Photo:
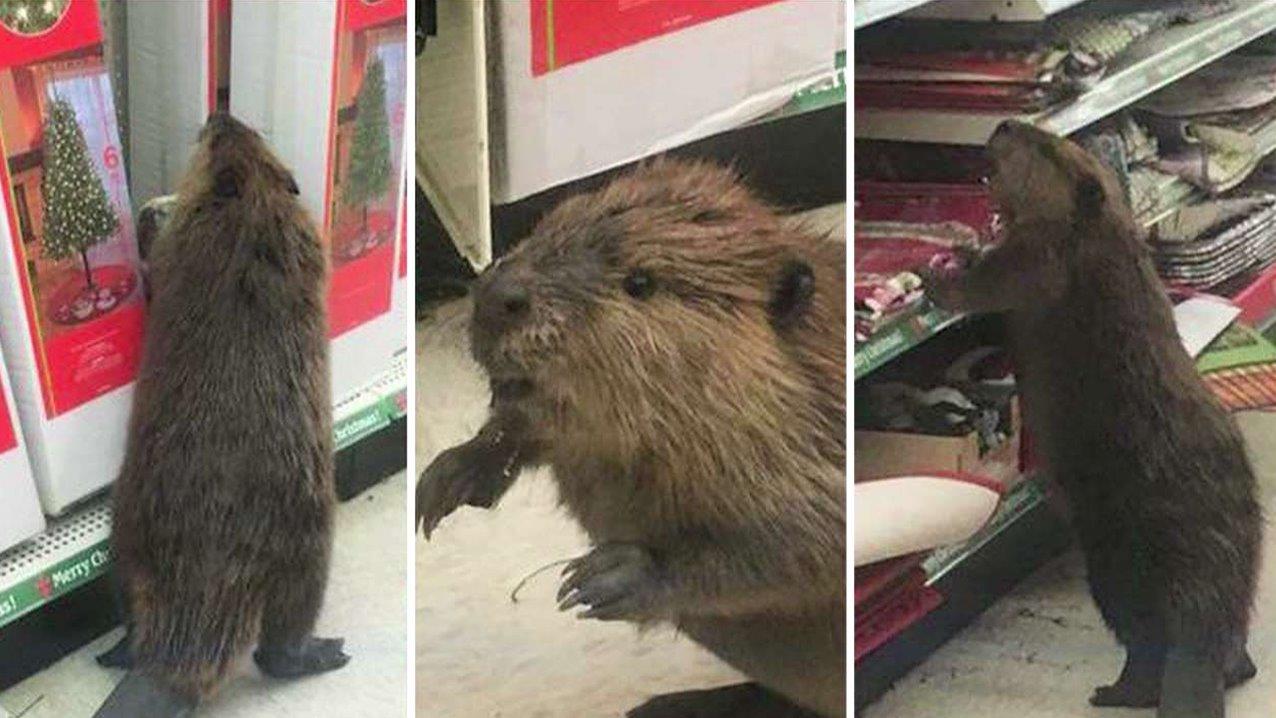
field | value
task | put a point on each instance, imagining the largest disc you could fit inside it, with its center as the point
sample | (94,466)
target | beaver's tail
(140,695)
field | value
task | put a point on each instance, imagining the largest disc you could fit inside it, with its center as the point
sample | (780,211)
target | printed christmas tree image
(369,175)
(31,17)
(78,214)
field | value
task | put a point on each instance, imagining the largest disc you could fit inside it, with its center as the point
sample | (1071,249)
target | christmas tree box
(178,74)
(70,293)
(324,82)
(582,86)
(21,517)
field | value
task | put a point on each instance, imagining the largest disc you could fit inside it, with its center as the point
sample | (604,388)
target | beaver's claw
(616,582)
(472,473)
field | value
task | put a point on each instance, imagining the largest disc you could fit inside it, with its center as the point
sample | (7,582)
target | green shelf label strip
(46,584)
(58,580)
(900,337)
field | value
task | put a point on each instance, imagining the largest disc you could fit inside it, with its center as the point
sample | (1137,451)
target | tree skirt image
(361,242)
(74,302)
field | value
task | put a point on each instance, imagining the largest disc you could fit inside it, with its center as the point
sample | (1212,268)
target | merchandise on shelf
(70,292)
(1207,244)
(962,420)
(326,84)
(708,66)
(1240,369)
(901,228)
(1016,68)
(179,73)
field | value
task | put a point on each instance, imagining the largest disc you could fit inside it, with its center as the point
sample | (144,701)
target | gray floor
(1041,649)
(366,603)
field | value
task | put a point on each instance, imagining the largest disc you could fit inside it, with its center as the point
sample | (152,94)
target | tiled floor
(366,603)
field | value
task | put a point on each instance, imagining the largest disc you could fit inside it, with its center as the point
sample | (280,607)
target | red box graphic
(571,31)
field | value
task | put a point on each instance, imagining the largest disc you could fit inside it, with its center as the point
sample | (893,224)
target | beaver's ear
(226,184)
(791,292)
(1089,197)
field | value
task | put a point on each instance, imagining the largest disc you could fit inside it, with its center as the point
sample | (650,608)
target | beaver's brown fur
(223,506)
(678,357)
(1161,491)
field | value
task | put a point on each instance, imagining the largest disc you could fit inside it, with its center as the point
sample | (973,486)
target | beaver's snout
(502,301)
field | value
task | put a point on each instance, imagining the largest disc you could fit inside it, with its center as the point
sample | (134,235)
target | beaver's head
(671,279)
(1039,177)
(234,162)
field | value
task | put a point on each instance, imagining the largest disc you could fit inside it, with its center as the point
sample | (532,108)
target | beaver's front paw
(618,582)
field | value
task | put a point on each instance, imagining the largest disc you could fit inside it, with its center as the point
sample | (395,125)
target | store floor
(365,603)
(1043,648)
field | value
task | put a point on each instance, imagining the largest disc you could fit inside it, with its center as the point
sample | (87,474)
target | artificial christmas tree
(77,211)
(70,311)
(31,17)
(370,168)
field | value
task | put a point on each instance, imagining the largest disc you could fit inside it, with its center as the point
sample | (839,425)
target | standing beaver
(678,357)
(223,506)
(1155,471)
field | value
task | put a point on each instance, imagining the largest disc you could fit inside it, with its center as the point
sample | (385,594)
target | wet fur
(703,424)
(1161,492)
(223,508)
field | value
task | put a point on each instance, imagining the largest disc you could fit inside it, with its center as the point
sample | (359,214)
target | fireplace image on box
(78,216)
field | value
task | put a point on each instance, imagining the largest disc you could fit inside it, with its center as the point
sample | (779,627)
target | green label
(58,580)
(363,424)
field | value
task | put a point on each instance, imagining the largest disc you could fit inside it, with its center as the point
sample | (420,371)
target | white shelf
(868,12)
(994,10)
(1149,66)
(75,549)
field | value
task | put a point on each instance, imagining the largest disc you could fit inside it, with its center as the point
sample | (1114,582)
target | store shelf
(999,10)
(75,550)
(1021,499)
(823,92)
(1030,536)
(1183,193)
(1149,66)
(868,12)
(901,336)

==

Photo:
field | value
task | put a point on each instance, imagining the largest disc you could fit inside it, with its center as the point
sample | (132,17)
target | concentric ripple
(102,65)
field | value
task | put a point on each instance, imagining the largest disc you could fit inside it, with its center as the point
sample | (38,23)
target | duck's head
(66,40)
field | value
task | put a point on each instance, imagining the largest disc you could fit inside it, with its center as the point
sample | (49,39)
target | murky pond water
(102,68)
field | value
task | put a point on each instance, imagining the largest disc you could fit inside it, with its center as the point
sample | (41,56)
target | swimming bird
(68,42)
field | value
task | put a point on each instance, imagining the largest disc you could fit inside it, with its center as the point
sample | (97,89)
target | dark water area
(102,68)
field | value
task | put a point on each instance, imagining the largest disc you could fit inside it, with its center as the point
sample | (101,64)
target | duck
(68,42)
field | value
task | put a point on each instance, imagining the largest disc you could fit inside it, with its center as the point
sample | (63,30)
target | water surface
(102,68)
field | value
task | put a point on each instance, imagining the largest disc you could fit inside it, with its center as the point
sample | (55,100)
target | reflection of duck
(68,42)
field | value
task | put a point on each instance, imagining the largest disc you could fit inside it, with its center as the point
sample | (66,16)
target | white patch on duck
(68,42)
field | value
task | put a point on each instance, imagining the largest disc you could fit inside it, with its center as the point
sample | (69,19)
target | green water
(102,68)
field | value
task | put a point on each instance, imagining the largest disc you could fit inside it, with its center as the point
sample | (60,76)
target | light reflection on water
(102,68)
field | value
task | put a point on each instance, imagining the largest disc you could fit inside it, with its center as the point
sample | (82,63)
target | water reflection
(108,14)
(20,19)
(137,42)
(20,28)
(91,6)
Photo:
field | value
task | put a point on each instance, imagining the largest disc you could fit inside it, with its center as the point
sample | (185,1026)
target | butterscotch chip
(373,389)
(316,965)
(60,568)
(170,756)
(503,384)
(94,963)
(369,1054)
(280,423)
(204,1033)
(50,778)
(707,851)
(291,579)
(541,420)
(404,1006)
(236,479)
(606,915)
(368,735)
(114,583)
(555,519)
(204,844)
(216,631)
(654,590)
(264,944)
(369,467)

▶ **Request**
Please pick out every line in the rows above that contains the word "christmas", matching its case exactly.

▶ **Response to the exercise**
target | printed christmas tree image
target | christmas tree box
target | artificial christmas tree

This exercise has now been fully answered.